Omit every picture while repeating the entries exactly.

◆ **Supplied records**:
## start

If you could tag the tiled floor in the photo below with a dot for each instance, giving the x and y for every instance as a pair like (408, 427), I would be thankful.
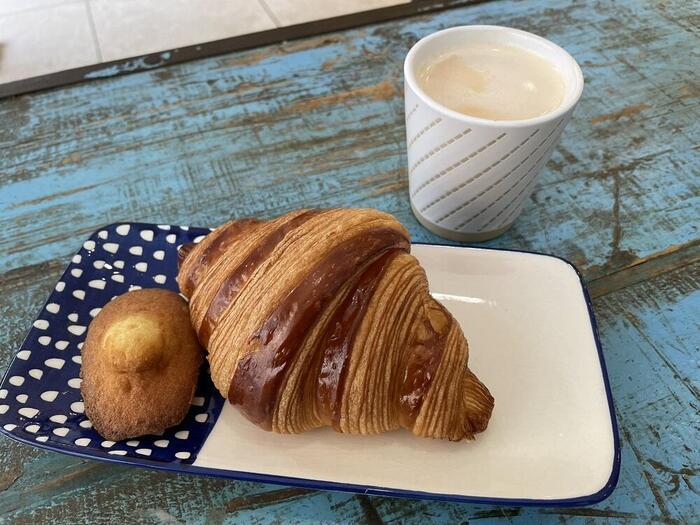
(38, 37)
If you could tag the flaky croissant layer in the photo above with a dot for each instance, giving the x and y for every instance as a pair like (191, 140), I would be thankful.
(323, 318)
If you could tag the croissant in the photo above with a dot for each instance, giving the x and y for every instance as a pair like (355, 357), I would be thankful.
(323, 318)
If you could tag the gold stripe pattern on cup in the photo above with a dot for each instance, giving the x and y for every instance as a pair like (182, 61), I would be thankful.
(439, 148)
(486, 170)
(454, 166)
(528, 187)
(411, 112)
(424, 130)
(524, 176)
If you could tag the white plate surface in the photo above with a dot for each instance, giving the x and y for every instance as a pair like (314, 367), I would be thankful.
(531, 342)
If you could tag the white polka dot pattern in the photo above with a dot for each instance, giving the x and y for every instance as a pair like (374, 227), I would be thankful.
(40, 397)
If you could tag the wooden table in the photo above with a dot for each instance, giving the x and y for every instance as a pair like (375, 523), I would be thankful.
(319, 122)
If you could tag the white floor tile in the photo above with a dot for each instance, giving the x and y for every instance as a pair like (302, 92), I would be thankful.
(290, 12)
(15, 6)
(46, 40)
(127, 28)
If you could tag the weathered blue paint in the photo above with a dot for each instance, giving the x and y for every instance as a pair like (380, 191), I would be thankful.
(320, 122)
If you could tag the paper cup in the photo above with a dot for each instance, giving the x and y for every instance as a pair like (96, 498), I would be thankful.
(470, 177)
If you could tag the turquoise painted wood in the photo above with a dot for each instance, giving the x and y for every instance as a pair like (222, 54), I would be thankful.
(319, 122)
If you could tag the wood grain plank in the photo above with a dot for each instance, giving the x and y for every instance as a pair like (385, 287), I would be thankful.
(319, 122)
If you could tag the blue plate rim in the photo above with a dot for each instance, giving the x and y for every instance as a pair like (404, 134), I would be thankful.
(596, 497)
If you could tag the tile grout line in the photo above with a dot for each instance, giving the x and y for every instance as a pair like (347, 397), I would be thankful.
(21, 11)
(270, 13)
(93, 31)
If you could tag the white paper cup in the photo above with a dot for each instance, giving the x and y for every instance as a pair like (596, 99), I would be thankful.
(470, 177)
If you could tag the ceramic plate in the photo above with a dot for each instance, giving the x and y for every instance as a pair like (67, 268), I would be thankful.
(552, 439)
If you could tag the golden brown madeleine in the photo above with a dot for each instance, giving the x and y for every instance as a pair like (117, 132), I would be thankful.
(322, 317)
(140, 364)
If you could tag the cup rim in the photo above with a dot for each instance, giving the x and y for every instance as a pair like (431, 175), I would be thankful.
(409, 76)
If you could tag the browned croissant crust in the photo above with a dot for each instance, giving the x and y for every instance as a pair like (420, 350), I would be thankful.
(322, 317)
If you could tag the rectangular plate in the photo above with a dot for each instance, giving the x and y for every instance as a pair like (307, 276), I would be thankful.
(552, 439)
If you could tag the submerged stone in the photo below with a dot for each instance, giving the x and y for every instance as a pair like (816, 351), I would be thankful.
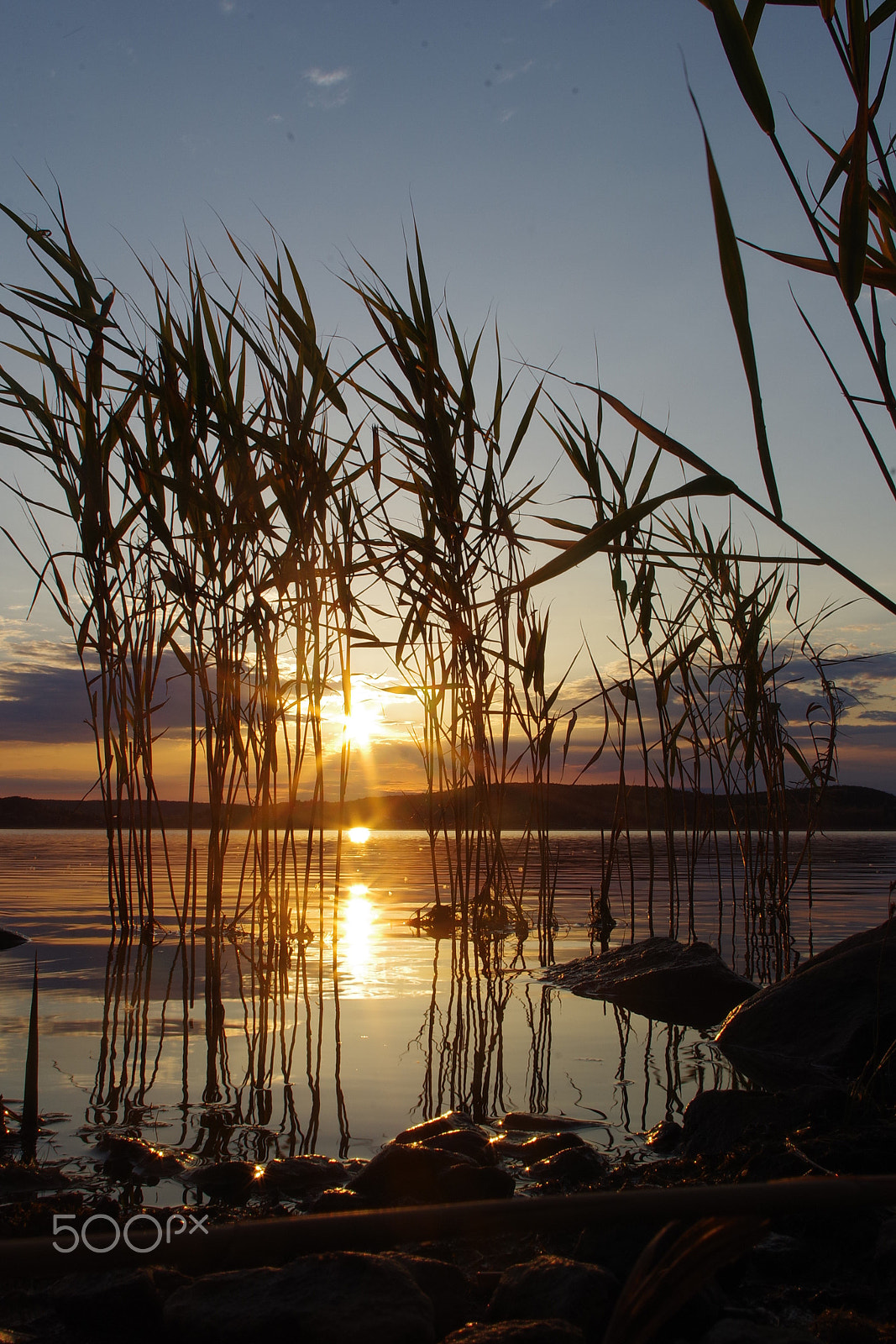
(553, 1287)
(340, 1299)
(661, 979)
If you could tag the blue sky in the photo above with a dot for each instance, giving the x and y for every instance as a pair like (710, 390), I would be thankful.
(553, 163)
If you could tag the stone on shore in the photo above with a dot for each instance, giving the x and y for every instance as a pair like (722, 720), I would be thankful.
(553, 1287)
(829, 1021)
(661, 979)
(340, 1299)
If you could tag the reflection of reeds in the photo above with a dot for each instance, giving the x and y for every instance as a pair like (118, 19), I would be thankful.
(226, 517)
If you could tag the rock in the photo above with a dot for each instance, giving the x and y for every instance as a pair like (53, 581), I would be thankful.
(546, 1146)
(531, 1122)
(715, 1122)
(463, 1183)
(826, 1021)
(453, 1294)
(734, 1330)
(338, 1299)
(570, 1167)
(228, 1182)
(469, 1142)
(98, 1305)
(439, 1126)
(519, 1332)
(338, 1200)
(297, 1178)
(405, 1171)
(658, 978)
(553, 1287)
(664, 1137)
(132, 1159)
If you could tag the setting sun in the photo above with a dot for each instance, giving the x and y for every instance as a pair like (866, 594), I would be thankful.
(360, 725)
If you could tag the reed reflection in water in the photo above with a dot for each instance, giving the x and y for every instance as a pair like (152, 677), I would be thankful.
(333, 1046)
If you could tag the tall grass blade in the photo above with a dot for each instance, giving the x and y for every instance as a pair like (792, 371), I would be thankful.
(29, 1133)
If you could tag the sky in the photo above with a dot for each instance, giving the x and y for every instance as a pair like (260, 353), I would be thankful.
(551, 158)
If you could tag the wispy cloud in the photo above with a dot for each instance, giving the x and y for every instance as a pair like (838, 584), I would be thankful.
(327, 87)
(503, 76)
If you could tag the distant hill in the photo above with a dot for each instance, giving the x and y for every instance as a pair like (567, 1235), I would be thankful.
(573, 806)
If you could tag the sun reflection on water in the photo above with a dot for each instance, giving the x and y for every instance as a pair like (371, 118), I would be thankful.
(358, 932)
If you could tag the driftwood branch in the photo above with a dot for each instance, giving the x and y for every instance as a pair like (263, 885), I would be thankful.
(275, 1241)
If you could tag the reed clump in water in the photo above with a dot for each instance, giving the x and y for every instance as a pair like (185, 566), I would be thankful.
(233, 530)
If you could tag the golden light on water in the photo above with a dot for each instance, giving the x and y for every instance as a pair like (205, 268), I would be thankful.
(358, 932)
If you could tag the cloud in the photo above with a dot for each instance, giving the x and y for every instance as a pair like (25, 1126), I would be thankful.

## end

◆ **The answer**:
If you could tag the tiled floor in the photo below with a dot for each instance, giving the x and y for every instance as a pair like (408, 427), I would be thankful.
(38, 37)
If you could tag the flaky croissant layer in the photo above with a dot for each instance, giving the x and y for every instance as a pair like (191, 140), I would be thankful.
(323, 318)
If you could tag the croissant in the photo above with a dot for each instance, giving the x and y for every instance as a pair like (355, 357), I would be thankful.
(323, 318)
If you could tag the gold stripe pattern on cup in the photo above with a dot for each instance, giving the x and y for every instance as a pair like (182, 61), I would be thankful.
(439, 148)
(486, 170)
(454, 166)
(528, 187)
(411, 112)
(424, 130)
(524, 176)
If you could tag the white plate surface in the photo above with a dot for each instance, giving the x and y for every instance as a pair like (314, 367), I would be thankful.
(531, 342)
If you could tag the white polka dot pattern in the photo above with a dot for each instance, giving the x and y for every instance as a pair like (374, 227), I would be thankful.
(40, 397)
If you could tag the wooden table in the photo above with a dot for each instance, giving the x and y for every instance as a pair like (375, 523), I would be thankful.
(319, 122)
If you could tag the white floor tile in the photo above with a dot for each instance, giving the x and y for every instance as a pair like (302, 92), I would be thankful.
(290, 12)
(15, 6)
(46, 40)
(127, 28)
If you could tag the weathered blue paint in the photo above with a dot for each instance, giving the x and y for every instance as a pair like (380, 191), I would be thankful.
(320, 122)
If you could tag the paper cup in the photo above with a dot for each instance, giving the x and y for every instance as a pair like (96, 498), I would be thankful.
(470, 177)
If you could tag the turquoise painted wood in the photo above with a dot for each instance, giving the x and y for every instance as a pair like (222, 54), I would be thankful.
(319, 122)
If you could tag the wood grain plank in the photo above with a dot for each instance, giving the x and y for every instance as a pair like (385, 287), I would be thankful.
(319, 122)
If you could tag the blue plate rim in the photo above with a dot for each instance, giving the x and y for every instance as a pair like (404, 134), I would be thankful.
(596, 497)
If you could tag the tile grout line in the photo above with a dot for each instance, giving the x and y for every instance as a pair like (347, 397), I would be thankful.
(21, 11)
(270, 13)
(93, 31)
If you could tag the white paper cup in the photo above with a dot for each instance, giving the x and y for every instance as a pair like (596, 99), I would be thankful.
(470, 177)
If you could tag the ceramic plate in the photo above with a dot for each instance, giving the x and y for every instance as a pair like (67, 268), I would be thankful.
(552, 439)
If you could tag the golden brown madeleine in the photo above with a dot for each instance, giving the x and y for every instance as a pair like (117, 132), I would be thankful.
(322, 317)
(140, 364)
If you could tag the cup rim in the photo above with a dot for each instance, giving the x and y for every instance as a pair like (431, 175), I would be thankful.
(409, 76)
If you could tag the browned croissant crust in the photo above with a dot for each instance, giving the x and y for every instance as a pair like (420, 350), I would be thankful.
(322, 317)
If you could tag the rectangular plate in the photo above with a dot for each instance, giving the x and y for every instance as a pair like (307, 276), I would be thankful.
(552, 439)
If you could tag the submerged stone in the photo below with a dot for each instance, giving the x and y for every instance as a pair like (816, 351), I would be thankful.
(553, 1287)
(340, 1299)
(661, 979)
If you could tag the blue sky in the photo above with a dot for each instance, giving the x and y for every instance as a pair like (710, 390), I would be thankful.
(553, 163)
If you could tag the stone on shore in the photo above with a dot for each instance, giving the x and y for every instance as a pair like (722, 720), I would be thankful.
(553, 1287)
(829, 1021)
(661, 979)
(340, 1299)
If you could tag the reflection of reeds in the photo above with a dot for each instance, giving the x and y for every instance as a pair like (118, 19), I would be thankful.
(226, 517)
If you could tag the rock in the photo above with a dot for each instance, giving the x and y for every instance as a pair like (53, 581), I would be thankful.
(546, 1146)
(531, 1122)
(715, 1122)
(463, 1183)
(826, 1021)
(453, 1294)
(734, 1330)
(338, 1299)
(570, 1167)
(228, 1182)
(469, 1142)
(98, 1305)
(439, 1126)
(519, 1332)
(338, 1200)
(297, 1178)
(405, 1171)
(658, 978)
(553, 1287)
(664, 1137)
(132, 1159)
If you could tag the setting sun in the photo above with a dot for each instance, giving the x and y for every instance as a pair like (866, 594), I would be thankful.
(360, 725)
If you could tag the reed reflection in water in the photo above with a dot for each instance, giving the x and y for every instance as a pair like (152, 677), I would be thankful.
(333, 1046)
If you could tag the tall grass blade in the photo above with a dot for each instance, giving the x and y for every instance as a pair like (792, 371), I would be thankful.
(29, 1133)
If you could tag the sky in the photo above with a dot for each instance, giving the x and y for every instance as a pair like (260, 353), I would be thankful.
(551, 158)
If you could tag the wispy cloud in the photo above with a dot for each instance, giving the x and y for every instance as a pair like (838, 584), I would be thankful.
(327, 87)
(503, 76)
If you could tag the distant hill in the photo above with a dot for each instance, giving the x and y for every instance as a pair like (567, 1235), I would be thankful.
(573, 806)
If you could tag the sun reflection on water in the photo above with a dot for each instance, giving the x and y for every instance as a pair like (371, 118), I would be thankful.
(358, 932)
If you could tag the driftwood branch in the photo above with a dot for each instance, giving the x and y for every instance as a pair like (263, 885), I would be thankful.
(275, 1241)
If you could tag the reed clump in water in the photo above with a dot for each instance, giving the x and y for every instance as a pair like (185, 566), I would be thankful.
(233, 530)
If you could tag the golden light on water in the photo above with a dot for each instance, giving the x and y for every instance as a pair like (205, 268), I would be thankful.
(358, 932)
If you could tag the cloud in the photo above with a dot for each instance, giving the x and y for every instance as a pair like (25, 1126), I would be thankful.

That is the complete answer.